→ **MATERIAL FOR THIS EXERCISE**:
- - - - -

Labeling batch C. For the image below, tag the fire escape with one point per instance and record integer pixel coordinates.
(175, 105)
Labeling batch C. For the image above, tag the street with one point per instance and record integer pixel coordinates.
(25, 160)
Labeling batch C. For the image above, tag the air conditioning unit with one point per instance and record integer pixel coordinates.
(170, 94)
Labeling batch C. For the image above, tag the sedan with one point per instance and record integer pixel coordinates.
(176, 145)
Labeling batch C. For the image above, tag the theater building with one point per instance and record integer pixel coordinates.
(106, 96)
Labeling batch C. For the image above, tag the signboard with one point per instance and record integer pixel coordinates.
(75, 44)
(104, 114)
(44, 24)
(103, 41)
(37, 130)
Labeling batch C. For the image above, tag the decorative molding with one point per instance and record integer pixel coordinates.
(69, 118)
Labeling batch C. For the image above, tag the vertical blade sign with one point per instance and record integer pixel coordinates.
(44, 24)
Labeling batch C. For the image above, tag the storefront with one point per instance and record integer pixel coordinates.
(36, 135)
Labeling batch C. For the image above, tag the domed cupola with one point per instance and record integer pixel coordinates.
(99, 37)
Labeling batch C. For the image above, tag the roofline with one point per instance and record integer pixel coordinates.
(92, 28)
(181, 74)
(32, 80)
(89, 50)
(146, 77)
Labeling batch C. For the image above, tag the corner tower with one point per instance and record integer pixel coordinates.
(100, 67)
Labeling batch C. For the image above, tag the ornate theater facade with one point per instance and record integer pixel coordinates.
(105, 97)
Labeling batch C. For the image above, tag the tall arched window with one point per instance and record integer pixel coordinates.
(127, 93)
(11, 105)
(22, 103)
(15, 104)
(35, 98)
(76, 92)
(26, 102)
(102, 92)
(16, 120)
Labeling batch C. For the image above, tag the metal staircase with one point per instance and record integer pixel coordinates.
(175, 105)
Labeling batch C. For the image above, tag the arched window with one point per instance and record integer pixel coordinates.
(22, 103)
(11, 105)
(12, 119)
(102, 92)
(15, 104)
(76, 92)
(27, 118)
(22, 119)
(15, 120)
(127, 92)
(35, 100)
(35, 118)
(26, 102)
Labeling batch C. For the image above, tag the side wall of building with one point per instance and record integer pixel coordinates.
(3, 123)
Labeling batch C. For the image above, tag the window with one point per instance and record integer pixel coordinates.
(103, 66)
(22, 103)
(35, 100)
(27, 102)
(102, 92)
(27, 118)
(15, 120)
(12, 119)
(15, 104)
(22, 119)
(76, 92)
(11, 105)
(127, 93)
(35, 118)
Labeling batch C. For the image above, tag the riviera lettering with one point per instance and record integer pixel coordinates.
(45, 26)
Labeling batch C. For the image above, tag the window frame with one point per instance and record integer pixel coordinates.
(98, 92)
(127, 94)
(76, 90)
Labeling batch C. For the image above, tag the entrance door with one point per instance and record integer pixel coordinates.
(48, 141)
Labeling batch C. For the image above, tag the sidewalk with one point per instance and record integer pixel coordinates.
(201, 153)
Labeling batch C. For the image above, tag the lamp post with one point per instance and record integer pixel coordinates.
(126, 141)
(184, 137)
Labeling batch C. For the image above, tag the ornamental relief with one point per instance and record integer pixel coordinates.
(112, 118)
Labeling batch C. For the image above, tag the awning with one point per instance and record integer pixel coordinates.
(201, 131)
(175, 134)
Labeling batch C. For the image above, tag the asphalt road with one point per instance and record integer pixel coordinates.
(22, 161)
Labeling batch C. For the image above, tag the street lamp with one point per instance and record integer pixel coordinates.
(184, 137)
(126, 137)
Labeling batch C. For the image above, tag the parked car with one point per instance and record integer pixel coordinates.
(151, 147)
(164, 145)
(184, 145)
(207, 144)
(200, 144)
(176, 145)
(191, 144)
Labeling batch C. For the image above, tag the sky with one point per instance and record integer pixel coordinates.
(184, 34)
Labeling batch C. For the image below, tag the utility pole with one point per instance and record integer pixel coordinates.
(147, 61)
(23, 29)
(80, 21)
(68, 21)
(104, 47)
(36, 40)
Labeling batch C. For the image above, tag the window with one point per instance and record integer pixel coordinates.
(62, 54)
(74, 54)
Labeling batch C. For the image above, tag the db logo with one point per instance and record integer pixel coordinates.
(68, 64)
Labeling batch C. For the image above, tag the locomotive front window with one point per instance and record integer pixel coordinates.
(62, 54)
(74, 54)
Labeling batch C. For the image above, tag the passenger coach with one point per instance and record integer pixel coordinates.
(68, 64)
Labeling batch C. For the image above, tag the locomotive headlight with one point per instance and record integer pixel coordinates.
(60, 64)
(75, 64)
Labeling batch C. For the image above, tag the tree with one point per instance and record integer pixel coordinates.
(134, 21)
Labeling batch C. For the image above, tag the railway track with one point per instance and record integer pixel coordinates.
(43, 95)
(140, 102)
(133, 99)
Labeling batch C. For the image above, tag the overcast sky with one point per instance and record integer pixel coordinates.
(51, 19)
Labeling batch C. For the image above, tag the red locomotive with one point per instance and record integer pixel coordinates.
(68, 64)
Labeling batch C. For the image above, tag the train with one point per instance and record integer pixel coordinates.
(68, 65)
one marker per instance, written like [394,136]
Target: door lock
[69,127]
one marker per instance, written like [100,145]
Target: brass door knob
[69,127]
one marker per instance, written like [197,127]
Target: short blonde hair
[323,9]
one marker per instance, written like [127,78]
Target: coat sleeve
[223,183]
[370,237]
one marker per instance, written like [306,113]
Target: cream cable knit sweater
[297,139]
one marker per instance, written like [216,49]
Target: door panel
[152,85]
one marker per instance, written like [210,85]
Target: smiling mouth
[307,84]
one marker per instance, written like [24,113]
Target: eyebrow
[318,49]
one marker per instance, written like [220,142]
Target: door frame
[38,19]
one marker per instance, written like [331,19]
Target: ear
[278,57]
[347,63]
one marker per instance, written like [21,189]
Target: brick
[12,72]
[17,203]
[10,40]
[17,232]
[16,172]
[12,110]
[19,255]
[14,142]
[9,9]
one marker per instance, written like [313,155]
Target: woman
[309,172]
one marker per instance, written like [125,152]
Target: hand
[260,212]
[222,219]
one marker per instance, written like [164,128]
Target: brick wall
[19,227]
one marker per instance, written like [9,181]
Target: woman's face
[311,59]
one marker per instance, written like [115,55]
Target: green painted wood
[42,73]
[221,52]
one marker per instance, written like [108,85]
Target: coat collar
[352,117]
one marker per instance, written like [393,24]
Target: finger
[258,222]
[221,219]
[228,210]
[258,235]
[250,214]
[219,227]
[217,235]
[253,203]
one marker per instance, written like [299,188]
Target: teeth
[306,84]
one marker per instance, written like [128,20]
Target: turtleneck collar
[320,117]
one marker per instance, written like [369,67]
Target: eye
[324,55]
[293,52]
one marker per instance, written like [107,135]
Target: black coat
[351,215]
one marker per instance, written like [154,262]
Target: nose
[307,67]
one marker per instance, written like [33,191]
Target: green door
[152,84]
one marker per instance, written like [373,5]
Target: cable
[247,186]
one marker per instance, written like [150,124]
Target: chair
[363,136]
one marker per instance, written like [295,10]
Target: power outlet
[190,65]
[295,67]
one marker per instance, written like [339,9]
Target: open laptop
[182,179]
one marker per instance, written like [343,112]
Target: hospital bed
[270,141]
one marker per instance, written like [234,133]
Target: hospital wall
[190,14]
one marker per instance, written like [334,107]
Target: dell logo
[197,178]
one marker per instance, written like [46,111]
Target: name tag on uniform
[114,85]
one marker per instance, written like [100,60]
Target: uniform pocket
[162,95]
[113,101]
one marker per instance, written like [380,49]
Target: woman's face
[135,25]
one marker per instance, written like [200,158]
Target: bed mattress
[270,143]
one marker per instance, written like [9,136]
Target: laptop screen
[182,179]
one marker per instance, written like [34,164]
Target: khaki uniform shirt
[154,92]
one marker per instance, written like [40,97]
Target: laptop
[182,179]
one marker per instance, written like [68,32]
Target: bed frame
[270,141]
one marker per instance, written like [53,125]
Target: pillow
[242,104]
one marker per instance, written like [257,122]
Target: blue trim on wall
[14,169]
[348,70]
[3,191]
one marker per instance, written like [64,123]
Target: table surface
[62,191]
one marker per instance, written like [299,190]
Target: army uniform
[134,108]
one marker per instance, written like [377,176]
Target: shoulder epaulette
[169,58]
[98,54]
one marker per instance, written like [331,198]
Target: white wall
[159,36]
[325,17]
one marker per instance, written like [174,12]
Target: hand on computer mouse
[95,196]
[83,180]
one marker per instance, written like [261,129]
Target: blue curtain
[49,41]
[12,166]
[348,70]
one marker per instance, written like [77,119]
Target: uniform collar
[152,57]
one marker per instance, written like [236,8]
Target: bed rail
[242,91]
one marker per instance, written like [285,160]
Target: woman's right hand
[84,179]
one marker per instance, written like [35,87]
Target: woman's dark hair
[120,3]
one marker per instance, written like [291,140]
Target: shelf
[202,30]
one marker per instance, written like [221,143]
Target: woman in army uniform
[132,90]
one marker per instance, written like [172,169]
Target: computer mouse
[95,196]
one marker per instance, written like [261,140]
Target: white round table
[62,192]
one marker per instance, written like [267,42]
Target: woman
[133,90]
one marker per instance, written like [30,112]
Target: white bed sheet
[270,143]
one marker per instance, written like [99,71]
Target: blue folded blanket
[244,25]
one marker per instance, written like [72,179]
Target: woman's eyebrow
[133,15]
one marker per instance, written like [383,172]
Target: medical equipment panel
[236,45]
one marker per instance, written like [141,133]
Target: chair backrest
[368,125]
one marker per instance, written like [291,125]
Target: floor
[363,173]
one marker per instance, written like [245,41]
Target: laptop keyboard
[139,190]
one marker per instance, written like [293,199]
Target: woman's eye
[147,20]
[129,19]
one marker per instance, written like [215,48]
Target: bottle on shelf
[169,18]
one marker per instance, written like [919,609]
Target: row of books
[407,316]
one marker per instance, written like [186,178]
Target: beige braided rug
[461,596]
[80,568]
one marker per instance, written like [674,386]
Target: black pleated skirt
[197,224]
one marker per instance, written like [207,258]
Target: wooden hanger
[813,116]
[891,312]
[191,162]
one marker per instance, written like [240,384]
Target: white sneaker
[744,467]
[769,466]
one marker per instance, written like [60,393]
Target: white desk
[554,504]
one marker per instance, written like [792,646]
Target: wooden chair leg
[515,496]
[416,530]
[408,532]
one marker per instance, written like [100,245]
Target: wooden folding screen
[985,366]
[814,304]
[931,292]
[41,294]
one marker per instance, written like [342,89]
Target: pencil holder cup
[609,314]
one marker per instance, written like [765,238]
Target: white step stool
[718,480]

- - - - -

→ **WORK REQUEST**: Given the data above, transcribe exactly the lines from the one containing "Target: name tag on uniform" down to the one containing "one marker per instance, written like [200,158]", and no others.

→ **TASK RESPONSE**:
Target: name tag on uniform
[114,85]
one marker per instance, written like [100,60]
Target: uniform pocket
[162,95]
[113,101]
one marker per instance, written like [380,49]
Target: woman's face
[135,25]
one marker per instance, written like [200,158]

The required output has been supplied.